◆ Travail demandé ◆
1. Citez le texte sur l'association artésunate-amodiaquine depuis "Quatre dosages sont" jusqu'à "jours chez l'adulte." inclus.
2. Selon le texte sur l'association artésunate-amodiaquine, combien de comprimés l'adulte prend-il chaque jour ?
3. Les affirmations suivantes concordent-elles avec le texte sur l'association artésunate-amodiaquine ? Répondez par oui ou non et citez les mots décisifs du texte.
(a) Le produit existe en quatre dosages.
(b) Les comprimés ne doivent pas être écrasés.
(c) Le traitement de l'adulte dure cinq jours.

◆ Texte d'exercice ◆
Le résultat est donc un produit innovant associant à doses fixes deux médicaments connus, l'artésunate (AS) et l'amodiaquine (AQ), à l'efficacité et à la tolérance bien documentées, une des trois combinaisons à base d'artésunate recommandées par l'OMS pour traiter le paludisme non compliqué à Plasmodium falciparum en Afrique. Une nouvelle méthodologie reposant sur des données démographiques provenant de plus de 88 000 enfants et adultes d'Afrique subsaharienne (étude de Taylor et coll. pour l'OMS-TDR) a permis de définir des dosages adaptés de manière optimale aux différents âges, en particulier pour les enfants.
Quatre dosages sont disponibles : pour les nourrissons (2-11 mois ou 4,5-8 kg) ; petits enfants (1-5 ans ou 9-17 kg), adolescents (6-13 ans ou 18-35 kg) et adultes (≥ 14 ans ou > 36 kg). Des comprimés de tailles différentes (8, 10 et 13 mm) avec des codes couleur selon les dosages et qui peuvent être facilement écrasés ou mélangés à des aliments liquides ou semi-liquides, tout cela rend l'utilisation et la prescription plus aisées. La posologie est de 1 comprimé par jour pendant trois jours pour le nourrisson, l'enfant et l'adolescent, et de 2 comprimés par jour en une prise pendant trois jours chez l'adulte.

◆ Données étudiées ◆
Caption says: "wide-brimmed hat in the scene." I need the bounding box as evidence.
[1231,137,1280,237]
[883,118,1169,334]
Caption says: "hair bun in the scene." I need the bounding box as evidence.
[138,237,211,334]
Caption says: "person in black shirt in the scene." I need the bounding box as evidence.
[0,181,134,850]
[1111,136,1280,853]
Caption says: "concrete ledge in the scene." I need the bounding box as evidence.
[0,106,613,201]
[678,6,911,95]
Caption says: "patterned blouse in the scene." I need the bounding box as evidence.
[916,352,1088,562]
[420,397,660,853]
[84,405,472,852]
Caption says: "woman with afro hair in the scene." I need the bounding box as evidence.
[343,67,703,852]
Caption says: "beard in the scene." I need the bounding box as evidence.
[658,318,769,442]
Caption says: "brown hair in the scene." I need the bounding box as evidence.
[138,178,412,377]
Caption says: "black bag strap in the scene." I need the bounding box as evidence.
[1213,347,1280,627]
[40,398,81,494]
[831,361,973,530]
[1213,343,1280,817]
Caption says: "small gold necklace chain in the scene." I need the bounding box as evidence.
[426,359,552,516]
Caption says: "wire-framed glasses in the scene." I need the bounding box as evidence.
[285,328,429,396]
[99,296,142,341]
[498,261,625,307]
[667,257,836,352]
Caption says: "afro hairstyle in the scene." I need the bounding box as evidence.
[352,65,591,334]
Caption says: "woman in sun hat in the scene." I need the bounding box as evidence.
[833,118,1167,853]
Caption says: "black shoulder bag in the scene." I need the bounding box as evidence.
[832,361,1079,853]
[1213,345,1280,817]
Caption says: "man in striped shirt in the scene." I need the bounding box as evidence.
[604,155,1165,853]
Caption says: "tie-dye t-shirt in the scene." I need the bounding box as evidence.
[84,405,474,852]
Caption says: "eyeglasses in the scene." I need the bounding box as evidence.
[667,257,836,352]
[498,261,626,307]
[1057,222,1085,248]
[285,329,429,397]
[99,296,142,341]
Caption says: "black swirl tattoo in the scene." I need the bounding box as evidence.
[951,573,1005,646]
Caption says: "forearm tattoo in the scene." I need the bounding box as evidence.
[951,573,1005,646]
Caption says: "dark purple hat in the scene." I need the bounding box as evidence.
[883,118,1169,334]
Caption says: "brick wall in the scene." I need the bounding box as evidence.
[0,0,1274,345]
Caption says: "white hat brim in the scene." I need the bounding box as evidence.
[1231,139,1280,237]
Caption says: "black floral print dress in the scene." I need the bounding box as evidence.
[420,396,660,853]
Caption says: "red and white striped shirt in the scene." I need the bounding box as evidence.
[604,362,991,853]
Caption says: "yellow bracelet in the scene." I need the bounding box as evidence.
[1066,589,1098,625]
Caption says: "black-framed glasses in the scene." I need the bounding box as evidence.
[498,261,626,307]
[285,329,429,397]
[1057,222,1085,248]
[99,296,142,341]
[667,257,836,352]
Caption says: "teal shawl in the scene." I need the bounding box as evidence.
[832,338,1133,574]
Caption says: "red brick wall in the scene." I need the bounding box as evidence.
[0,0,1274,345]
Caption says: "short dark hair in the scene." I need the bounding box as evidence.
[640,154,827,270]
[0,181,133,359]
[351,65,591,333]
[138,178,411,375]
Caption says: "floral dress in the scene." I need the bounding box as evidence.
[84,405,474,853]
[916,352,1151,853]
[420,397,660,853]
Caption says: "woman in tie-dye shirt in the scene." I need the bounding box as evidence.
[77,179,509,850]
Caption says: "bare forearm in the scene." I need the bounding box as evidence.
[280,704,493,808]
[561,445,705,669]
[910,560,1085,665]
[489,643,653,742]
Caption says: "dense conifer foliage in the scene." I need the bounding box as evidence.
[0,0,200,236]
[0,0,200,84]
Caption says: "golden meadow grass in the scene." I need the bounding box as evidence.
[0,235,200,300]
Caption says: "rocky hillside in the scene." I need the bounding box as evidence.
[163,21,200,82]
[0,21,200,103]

◆ Liste des réponses ◆
1.
Quatre dosages sont disponibles : pour les nourrissons (2-11 mois ou 4,5-8 kg) ; petits enfants (1-5 ans ou 9-17 kg), adolescents (6-13 ans ou 18-35 kg) et adultes (≥ 14 ans ou > 36 kg). Des comprimés de tailles différentes (8, 10 et 13 mm) avec des codes couleur selon les dosages et qui peuvent être facilement écrasés ou mélangés à des aliments liquides ou semi-liquides, tout cela rend l'utilisation et la prescription plus aisées. La posologie est de 1 comprimé par jour pendant trois jours pour le nourrisson, l'enfant et l'adolescent, et de 2 comprimés par jour en une prise pendant trois jours chez l'adulte.

2. 2 comprimés par jour, en une prise, pendant trois jours.

3.
(a) Oui : « Quatre dosages sont disponibles »
(b) Non : « qui peuvent être facilement écrasés ou mélangés à des aliments liquides ou semi-liquides »
(c) Non : « 2 comprimés par jour en une prise pendant trois jours chez l'adulte »